* Set of tasks *
1/ Translate this sentence from the news article about Bosnic's travel ban into Spanish: "Airport officials sent him to the US embassy but when he arrived there the next day, nobody could give him any explanation."
2/ Pick up the news article about Bosnic's travel ban lawsuit after its final sentence and write its next few paragraphs.

* Source extract *
>>>>>

Yet Bosnic, a truck driver, remains on the travel ban list which now not only prevents him from visiting his family in Bosnia but also from working.

Together with CAIR, the Council on American-Islamic Relations, Bosnic filed a lawsuit against US federal government institutions on July 20.

The suit names the directors of the FBI, the FBI’s Terrorism Screening Center, the Acting Administrator of the Transport Security Administration, the Commissioner to the US Customs and Border Protection and the Director of the National Counterterrorism Center.

CAIR and Bosnic say they are trying to figure out why he was suddenly banned from travelling after so many years. There is no way for Bosnic to challenge his inclusion on the travel ban list, his lawyers say.

Bosnic’s lawsuit requests that people who are put on the list are given a “legal mechanism that affords them notice of the reasons and basis for their placement on the federal terror watch list and a meaningful opportunity to contest their continued inclusion on the federal terror watch list”.

“We want the court to issue an order saying that the process by which people are put on the list without being afforded due process rights is unconstitutional,” his lawyer Omar Saleh told BIRN.

“But most of all, it [the lawsuit] is an attempt to get Bosnic off the no-fly list,” he emphasised. “He’s been in the US since 1997, he has never been arrested, but now he can’t work.”

BIRN asked the FBI and all the other institutions named in Bosnic’s lawsuit why he was put on the list, but none of them would comment on a pending court case.

Saleh says that Bosnic’s Transportation Worker Identification Credentials have been suspended because he is on the travel ban list.

Now he can’t enter ports, which has had a significant negative impact on his earnings.

“This is first and foremost an attempt to give our client the freedom he needs to get back to work, and then also a fact-finding mission,” he added.

Stranded in Bosnia

Saleh recalled how Bosnic came to visit his family in March without suspecting any problems, but as he arrived at Sarajevo International Airport to board a plane back to the US, he learned that he was not allowed to fly any more.

Airport officials sent him to the US embassy but when he arrived there the next day, nobody could give him any explanation.

He returned to the embassy about a week later and his lawyer says FBI agents then suddenly began questioning him about whether he was a terrorist and whether he believed in terrorism.

When he tried to board another flight home three months later, he was turned away again. Shortly afterward, he received a letter informing him he had been placed on the ‘no-fly list’ and couldn’t return to the US until he was eventually granted the waiver in July.

The FBI would not confirm or deny the questioning to BIRN.

People on the list are prohibited from boarding commercial aircraft or travelling in and out of the US, it was created after the September 11 attacks in 2001.

<<<<<

* Provided material *

>>>>>

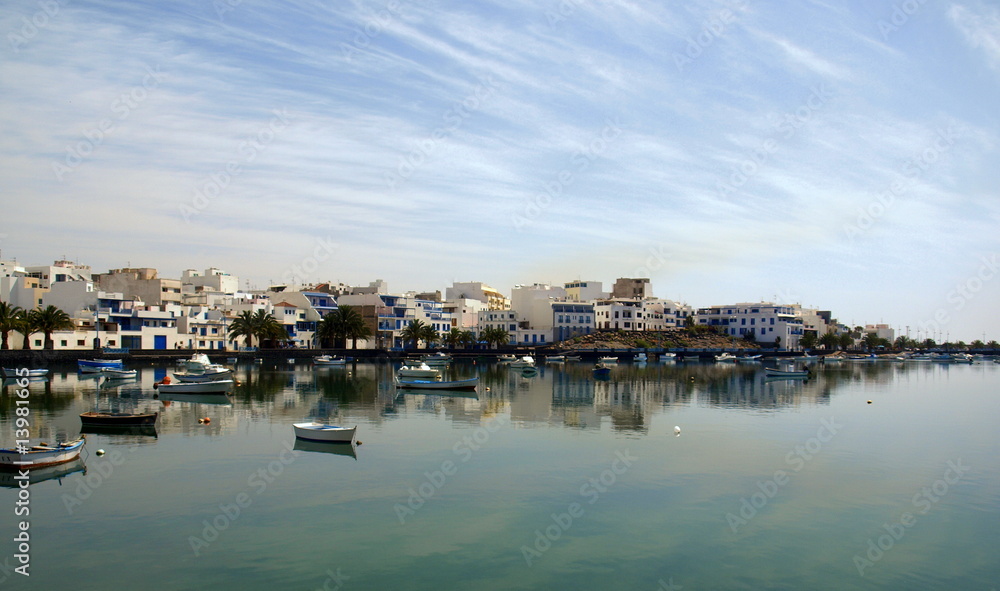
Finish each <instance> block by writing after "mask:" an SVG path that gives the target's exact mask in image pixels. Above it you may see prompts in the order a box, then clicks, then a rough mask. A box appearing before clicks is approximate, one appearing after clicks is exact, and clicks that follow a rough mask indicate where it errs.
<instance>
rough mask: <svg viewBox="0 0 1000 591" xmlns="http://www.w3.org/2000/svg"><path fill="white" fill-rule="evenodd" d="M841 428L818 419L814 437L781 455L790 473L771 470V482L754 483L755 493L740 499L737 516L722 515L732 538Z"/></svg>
mask: <svg viewBox="0 0 1000 591" xmlns="http://www.w3.org/2000/svg"><path fill="white" fill-rule="evenodd" d="M843 428H844V426H843V425H838V424H837V422H836V419H833V418H830V419H822V420H821V421H820V427H819V429H818V430H817V431H816V436H815V437H810V438H809V439H807V440H806V441H805V443H803V444H802V445H796V446H795V447H794V448H792V450H791V451H789V452H788V453H787V454H785V463H786V464H788V465H789V466H790V467H791V469H792V472H791V473H788V472H785V471H784V470H775V472H774V475H773V476H772V477H771V478H769V479H767V480H764V481H760V480H758V481H757V489H758V490H757V491H756V492H754V493H753V494H751V495H750V498H749V499H748V498H747V497H743V498H741V499H740V507H739V511H737V513H738V515H737V514H736V513H726V523H727V524H729V529H730V530H731V531H732V532H733V533H734V534H735V533H737V532H738V531H739V529H740V528H741V527H743V526H745V525H747V523H749V522H750V520H751V519H753V518H754V517H756V516H757V513H758V511H760V510H761V509H763V508H764V507H765V506H766V505H767V504H768V503H769V502H770V501H771V499H773V498H774V497H776V496H778V493H779V492H780V491H781V489H782V487H784V486H787V485H788V483H789V481H790V480H791V476H792V475H794V474H796V473H798V472H801V471H802V469H803V468H805V466H806V462H808V461H809V460H811V459H813V457H815V456H816V454H818V453H819V452H820V451H822V450H823V445H824V444H826V443H829V442H830V440H831V439H833V436H834V435H836V434H837V431H839V430H841V429H843Z"/></svg>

<<<<<

* Answers by item *
1/ Los funcionarios del aeropuerto lo enviaron a la embajada de Estados Unidos, pero cuando llegó allí al día siguiente, nadie pudo darle ninguna explicación.

2/
Since then, tens of thousands of people have found themselves on the list.

Dianne Feinstein, the former Senate Intelligence Committee chair, described the list in May 2010 as “one of our best lines of defence” but the process used has been criticised by human rights advocates over the potential for ethnic, religious, economic, political, or racial profiling and discrimination.

Toddlers on the ‘no-fly list’

Nobody really knows how people end up on the list and therefore how accurate it is, especially after a number of toddlers, US marines who fought in Iraq and even senators have found themselves on the list.

Senator Ted Kennedy said in 2004 that he was repeatedly delayed at airports because his name was on the list.

It reportedly took a Kennedy – who was able to mobilise high-level connections – several weeks to find out that a suspected terrorist was using the name ‘T Kennedy’, and then convince authorities to take his name off the list.

A truck driver from Jacksonville isn’t likely to have access to the same network.

“It’s like he’s got his hands tied. What do you do now? Do you sit at home and wait to be taken off the list?” Saleh said.

The lawyer described Bosnic as a “down-to-earth” type of person who does not want a lot of media exposure.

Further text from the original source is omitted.